— BEGIN WORKING DATA —
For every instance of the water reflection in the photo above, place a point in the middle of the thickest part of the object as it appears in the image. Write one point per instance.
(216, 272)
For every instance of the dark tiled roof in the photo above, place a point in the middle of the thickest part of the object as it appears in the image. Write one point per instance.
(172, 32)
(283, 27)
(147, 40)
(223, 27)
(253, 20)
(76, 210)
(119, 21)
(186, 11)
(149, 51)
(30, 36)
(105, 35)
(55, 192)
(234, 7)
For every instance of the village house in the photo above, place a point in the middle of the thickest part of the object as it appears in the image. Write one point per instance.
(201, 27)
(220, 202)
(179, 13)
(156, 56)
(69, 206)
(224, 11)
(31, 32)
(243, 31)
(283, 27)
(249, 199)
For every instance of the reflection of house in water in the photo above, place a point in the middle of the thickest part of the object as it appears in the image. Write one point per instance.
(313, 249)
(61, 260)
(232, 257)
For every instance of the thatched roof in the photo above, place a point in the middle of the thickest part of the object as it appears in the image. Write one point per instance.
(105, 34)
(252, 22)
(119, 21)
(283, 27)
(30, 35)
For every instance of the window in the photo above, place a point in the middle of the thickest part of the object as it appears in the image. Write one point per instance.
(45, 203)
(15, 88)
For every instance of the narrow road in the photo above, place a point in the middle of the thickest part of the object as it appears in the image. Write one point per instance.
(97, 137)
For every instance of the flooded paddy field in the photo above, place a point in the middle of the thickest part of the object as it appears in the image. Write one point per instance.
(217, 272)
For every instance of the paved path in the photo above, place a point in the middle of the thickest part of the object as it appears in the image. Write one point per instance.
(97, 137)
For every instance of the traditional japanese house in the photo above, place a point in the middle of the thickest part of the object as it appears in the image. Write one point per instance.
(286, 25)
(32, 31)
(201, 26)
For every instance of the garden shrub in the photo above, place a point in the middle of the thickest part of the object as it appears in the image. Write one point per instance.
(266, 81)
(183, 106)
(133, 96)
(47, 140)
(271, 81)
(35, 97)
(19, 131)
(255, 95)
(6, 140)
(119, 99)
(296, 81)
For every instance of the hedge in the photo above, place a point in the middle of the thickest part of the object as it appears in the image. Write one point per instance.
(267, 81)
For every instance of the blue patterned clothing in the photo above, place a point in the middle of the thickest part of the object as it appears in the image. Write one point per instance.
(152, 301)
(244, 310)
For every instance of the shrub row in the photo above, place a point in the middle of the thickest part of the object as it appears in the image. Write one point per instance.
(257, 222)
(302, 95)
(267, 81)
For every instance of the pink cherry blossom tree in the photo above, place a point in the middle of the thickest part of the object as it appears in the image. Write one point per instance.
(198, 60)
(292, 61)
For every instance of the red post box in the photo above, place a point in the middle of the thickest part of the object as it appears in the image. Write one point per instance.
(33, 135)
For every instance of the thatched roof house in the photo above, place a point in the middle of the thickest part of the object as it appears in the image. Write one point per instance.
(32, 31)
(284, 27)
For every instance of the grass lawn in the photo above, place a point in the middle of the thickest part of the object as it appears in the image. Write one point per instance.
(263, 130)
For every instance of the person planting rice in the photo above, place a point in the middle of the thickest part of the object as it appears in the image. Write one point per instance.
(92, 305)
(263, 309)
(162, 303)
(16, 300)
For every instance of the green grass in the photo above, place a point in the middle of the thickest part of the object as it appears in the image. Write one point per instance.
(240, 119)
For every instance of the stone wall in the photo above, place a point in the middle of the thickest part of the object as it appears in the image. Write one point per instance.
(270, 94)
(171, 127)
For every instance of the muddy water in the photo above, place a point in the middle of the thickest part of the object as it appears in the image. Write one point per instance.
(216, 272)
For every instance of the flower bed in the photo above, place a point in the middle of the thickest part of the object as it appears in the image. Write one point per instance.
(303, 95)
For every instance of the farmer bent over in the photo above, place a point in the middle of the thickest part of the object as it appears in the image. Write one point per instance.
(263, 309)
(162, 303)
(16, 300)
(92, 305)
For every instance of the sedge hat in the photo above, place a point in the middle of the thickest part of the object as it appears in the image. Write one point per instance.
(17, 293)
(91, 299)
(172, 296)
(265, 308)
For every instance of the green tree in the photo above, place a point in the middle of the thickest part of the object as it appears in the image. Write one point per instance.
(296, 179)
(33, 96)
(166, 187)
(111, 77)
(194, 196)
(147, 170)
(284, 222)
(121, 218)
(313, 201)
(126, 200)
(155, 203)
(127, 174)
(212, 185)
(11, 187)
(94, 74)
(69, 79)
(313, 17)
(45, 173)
— END WORKING DATA —
__WHAT IS REQUIRED__.
Output the complete data exactly as written.

__RESULT OF THIS EXERCISE__.
For every instance of the water reflection in the photo above, place a point in the middle of the thickest part of the object as it appears in the image. Write one point per instance.
(216, 272)
For every instance of the dark tiled roof in the photo above, place a point in the middle of the thickest part of the object as it appears in the image. Write one point per instance.
(172, 32)
(283, 27)
(147, 40)
(223, 27)
(253, 20)
(76, 210)
(119, 21)
(186, 11)
(149, 51)
(30, 36)
(105, 35)
(55, 192)
(234, 7)
For every instance of the village house in the photo above, place a point in the middle of the thickest part of the object as it appears in the image. Write one point per instance.
(201, 27)
(220, 202)
(179, 13)
(156, 56)
(69, 206)
(224, 11)
(31, 32)
(243, 31)
(283, 27)
(249, 199)
For every instance of the reflection of house in water in the photo above, place a point in the middle of the thickest part of the object as it appears in the image. Write one point per instance.
(313, 249)
(61, 260)
(232, 257)
For every instance of the thatched roof in the photo above, place a point in the middle of the thickest part of the object as it appears in the image. Write one point per instance.
(105, 34)
(252, 22)
(119, 21)
(283, 27)
(30, 35)
For every instance of the window in the photo above, place a point in the middle of the thickest part of the object as it appears in the image. Write one point per instance.
(45, 203)
(15, 88)
For every instance of the narrow road in the photo above, place a point in the middle of the thickest part of the object as it appears in the image. Write one point per instance.
(97, 137)
For every instance of the flooded paddy field in the photo above, place a point in the middle of the thickest part of the object as it appears in the image. Write one point per instance.
(217, 272)
For every instance of the paved path in the photo above, place a point in the middle of the thickest part of the object as it appears in the image. Write one point per instance.
(97, 137)
For every instance of the traditional japanese house in the photo above, place a point in the middle of the thickest part of the object as it appears in the image. Write one point per instance.
(286, 25)
(32, 31)
(201, 26)
For every instance of the garden shrub in the photo above, place a point in the middle of the thickest part of the object as it appears in the image. Write one point per instance.
(266, 81)
(183, 106)
(133, 96)
(47, 140)
(271, 81)
(35, 97)
(19, 131)
(255, 95)
(6, 140)
(119, 99)
(296, 81)
For every instance of the hedge in the photo above, place a point in the middle of the thickest part of the object as it appears in the image. Write one point per instance.
(267, 81)
For every instance of the blue patterned clothing in the photo above, place a point in the middle of the thickest part of the object as it appears in the image. Write one point per instance.
(152, 301)
(244, 310)
For every instance of the shrub row in the photo above, place a point in the middle of the thickest part of the object as it appears in the image. Write one point per instance.
(257, 222)
(302, 95)
(267, 81)
For every instance of the pink cherry blossom tree in the photo above, place a point in the middle of the thickest part of the object as it appears in the image. Write one point per instance.
(198, 60)
(292, 61)
For every instance of the red post box in the photo above, place a point in the middle of the thickest part of the object as it appears in the image. Write one point per instance.
(33, 135)
For every instance of the thatched roof house in the photo above, place a point in the middle of the thickest part of the object as it appears in the image. Write one point per instance.
(32, 31)
(284, 27)
For every instance of the grass lawn in the photo above, place a point in the middle of the thickest part of the object as it appears in the image. Write one point per instance.
(263, 130)
For every instance of the person planting rice in the photo above, place a point in the middle of the thickest part of the object as it appears in the image. Write one point per instance.
(92, 305)
(263, 309)
(162, 303)
(16, 300)
For every instance of the green grass in the photo above, place a point in the middle of the thickest part of the object as it appears in the image. Write one point per instance.
(240, 119)
For every instance of the stone wall in the photo above, place a point in the middle of the thickest part of the object as it appears in the image. Write one point per instance.
(270, 94)
(171, 127)
For every instance of the muddy water in the photo above, place a point in the middle of the thickest part of the object as it appears in the image. Write one point per instance.
(216, 272)
For every instance of the flower bed in the photo above, place a point in the middle of the thickest part of the object as it appears in the image. Write one point per instance.
(303, 95)
For every instance of the farmer bent over in the photo above, place a point in the middle of the thickest part of the object as it appears in the image. Write one point per instance.
(263, 309)
(162, 303)
(16, 300)
(92, 305)
For every instance of the sedge hat in the photo above, place a point in the middle of the thickest part of the object as it appears in the image. Write one point per instance.
(17, 293)
(91, 299)
(172, 296)
(265, 308)
For every instance of the green tree in the photo above, place a point in the middle of the thickest part of the object as it appears in the image. Write one point per instance.
(296, 179)
(33, 96)
(166, 187)
(111, 77)
(194, 196)
(147, 170)
(284, 222)
(121, 218)
(313, 201)
(126, 200)
(155, 203)
(127, 174)
(212, 185)
(11, 187)
(94, 74)
(69, 79)
(313, 17)
(45, 173)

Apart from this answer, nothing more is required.